__WORK INSTRUCTIONS__:
**a.** From the blog post about book sales and money, list the things the writer says they tabulated.
**b.** According to the blog post about book sales and money, how long has the writer been a published author?
**c.** Go on with the blog post about book sales and money, starting right after its last sentence.

__PROVIDED PASSAGE__:
>>>>>
Why I Write, And Some Stuff About Sales And Money And Shit Like That
I recently tabulated how many copies of my books have sold and been given away freely across all sales channels in the entire time they’ve been out . . . and how much money I’ve made.
There seems to be an unwritten code amongst poorly selling self-published authors that we don’t talk about the money. You know me, I’m not one for obeying rules, especially ones only enforced by some nebulous Them I don’t recall ever talking to.
So I have no problem disclosing to you that, in the four years and almost four months that I’ve been a published author, I’ve made $14.86. That’s it. And I’m pretty sure most of that came from my mother buying physical copies of at least one of my books for people. (Thanks, Mom!)
Now, according to a certain sort of Serious Professional Self-Published Author, this is the point where I should either give up on the whole crazy career and accept that I just don’t have what it takes to make it as an author, or I should reassess my marketing strategy and do a whole lot of things with spreadsheets that I only vaguely understand.
<<<<<
__DATA EXTRACT__:
>>>>>
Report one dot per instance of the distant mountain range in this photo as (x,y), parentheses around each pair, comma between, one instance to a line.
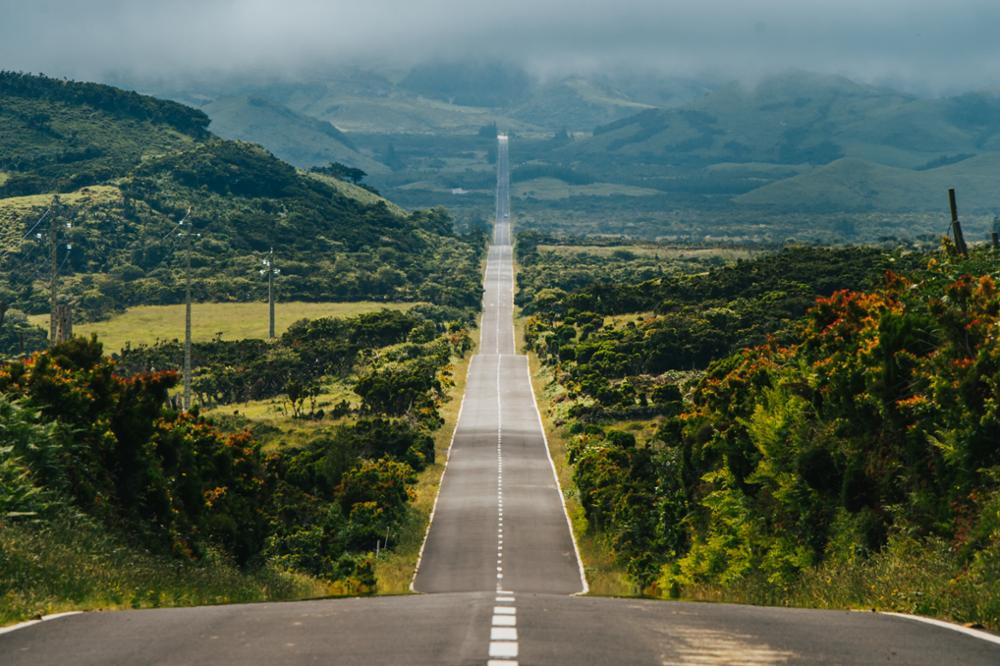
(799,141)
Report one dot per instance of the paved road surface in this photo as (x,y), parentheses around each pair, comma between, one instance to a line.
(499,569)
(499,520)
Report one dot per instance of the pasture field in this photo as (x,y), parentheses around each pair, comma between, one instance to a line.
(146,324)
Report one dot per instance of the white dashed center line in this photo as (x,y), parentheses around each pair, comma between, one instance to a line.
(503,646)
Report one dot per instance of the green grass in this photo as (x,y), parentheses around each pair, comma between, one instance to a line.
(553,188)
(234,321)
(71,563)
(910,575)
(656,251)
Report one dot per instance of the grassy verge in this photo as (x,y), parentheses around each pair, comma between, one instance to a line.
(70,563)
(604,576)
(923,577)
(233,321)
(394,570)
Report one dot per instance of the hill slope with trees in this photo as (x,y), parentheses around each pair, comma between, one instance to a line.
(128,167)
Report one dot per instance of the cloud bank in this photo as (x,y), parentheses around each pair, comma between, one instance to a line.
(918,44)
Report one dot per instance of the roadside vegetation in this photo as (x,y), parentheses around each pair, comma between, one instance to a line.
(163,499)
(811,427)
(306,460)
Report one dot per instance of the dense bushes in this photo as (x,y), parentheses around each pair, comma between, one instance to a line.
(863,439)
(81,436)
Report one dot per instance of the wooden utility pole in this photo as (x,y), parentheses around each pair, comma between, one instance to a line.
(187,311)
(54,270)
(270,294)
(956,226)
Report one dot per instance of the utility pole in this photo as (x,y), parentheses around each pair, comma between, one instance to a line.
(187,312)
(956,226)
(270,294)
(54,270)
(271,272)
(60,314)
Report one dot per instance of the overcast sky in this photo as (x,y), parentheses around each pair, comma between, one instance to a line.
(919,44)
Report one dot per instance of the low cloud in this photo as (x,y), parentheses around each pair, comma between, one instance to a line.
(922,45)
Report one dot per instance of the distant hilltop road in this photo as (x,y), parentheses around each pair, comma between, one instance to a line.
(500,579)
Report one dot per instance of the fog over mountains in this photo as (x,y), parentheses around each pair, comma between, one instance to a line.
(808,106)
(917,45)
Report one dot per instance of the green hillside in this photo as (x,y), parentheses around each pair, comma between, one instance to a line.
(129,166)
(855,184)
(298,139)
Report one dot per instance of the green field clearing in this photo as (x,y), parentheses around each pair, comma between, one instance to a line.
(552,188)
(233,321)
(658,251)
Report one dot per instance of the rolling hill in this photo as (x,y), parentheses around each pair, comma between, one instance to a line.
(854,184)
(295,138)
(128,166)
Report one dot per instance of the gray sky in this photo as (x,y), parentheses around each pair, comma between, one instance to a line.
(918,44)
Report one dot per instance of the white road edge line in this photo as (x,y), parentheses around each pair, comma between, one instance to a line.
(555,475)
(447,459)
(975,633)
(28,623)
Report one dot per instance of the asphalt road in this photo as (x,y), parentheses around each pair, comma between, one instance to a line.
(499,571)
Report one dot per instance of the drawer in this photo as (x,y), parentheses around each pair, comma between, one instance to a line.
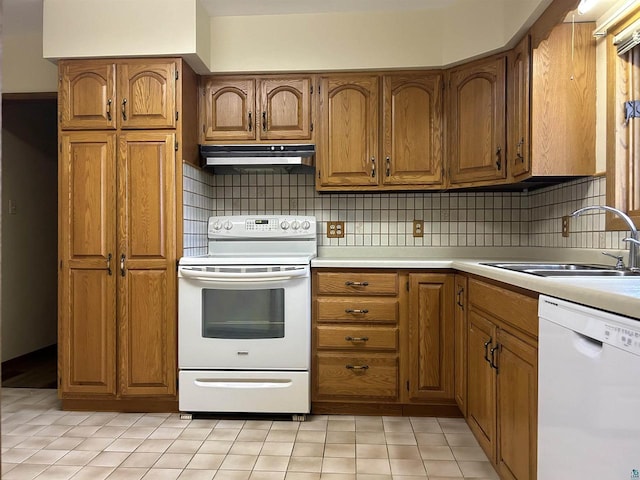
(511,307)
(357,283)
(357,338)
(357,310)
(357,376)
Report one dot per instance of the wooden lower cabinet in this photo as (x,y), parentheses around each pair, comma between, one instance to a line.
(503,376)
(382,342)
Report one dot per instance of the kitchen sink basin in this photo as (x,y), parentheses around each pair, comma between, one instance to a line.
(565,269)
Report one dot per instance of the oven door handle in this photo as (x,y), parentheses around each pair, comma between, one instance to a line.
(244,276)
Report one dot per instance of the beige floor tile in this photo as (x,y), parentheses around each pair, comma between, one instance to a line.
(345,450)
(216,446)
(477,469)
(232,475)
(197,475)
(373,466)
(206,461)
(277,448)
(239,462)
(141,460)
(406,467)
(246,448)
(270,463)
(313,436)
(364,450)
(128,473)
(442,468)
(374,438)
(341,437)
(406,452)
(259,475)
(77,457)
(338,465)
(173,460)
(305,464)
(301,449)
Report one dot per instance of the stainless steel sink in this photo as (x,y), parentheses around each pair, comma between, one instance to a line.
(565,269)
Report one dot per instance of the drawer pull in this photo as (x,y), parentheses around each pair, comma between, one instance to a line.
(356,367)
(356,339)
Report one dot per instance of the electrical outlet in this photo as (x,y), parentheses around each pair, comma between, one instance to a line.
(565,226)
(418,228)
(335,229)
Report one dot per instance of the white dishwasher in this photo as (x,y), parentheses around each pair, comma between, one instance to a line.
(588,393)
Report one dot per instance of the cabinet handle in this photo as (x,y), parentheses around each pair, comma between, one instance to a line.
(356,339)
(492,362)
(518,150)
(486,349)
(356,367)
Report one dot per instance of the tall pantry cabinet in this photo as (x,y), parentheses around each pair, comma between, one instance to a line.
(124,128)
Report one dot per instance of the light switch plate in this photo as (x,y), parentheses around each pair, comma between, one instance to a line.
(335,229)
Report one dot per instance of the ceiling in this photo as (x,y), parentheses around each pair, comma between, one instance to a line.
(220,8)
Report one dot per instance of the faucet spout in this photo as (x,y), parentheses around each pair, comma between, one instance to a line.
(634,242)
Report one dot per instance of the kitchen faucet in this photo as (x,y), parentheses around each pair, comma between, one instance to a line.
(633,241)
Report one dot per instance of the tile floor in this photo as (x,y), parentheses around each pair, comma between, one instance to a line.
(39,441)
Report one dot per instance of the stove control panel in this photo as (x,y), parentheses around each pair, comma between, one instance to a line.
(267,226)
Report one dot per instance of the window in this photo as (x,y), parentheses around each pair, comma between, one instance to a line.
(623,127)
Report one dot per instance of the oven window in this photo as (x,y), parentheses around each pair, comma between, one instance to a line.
<<<<<
__SET OF ANSWERS__:
**a.** How many copies of their books have sold, how many have been given away freely, and how much money they've made.

**b.** Four years and almost four months.

**c.**
I, as should surprise absolutely no one, am taking a third option. I’m going to keep putting my writing out there, going to keep writing full time, and I sure as fuck am going to keep calling myself a professional author, even if I decide not to charge for any of my books ever.
For a variety of interconnected reasons:
First, because I don’t give much of a damn about the money. Yes, I’d like to make money from my writing, but that’s, I know, partially because of fucked up societal expectations of what constitutes being an adult. And partially because I’d like to buy my wife more pretty things than I presently can.
And soon I’ll have more on how, exactly, I plan to make money going forward, despite seriously considering not charging for any of my stories any more. It’s going to be a big experiment that I hope at least some readers of this post will be willing to help me with.
Second, because I realized after an Arlo Guthrie concert I went to back in November that if I were to have a “mission statement” for my writing career, like some insist is essential, it would read thusly: I want my stories to move people — to tears, laughter, whatever is appropriate — as much as good music moves me. I can’t do that with one eye on the marketability of what I’m writing. Some can, but not me.
And third, and most importantly in my eyes, because while my stories don’t sell, as the pathetic amount I’ve made from them shows plainly, when they’re free, people want them. Jake’s Last Mission, which I consider the best of the works I’ve published (despite having recently finished a revision and expansion of it that I feel improves it quite a bit), has a few copies downloaded every week. It fairly regularly is making the Top 100 Free Space Opera list in Amazon UK and occasionally makes the American list.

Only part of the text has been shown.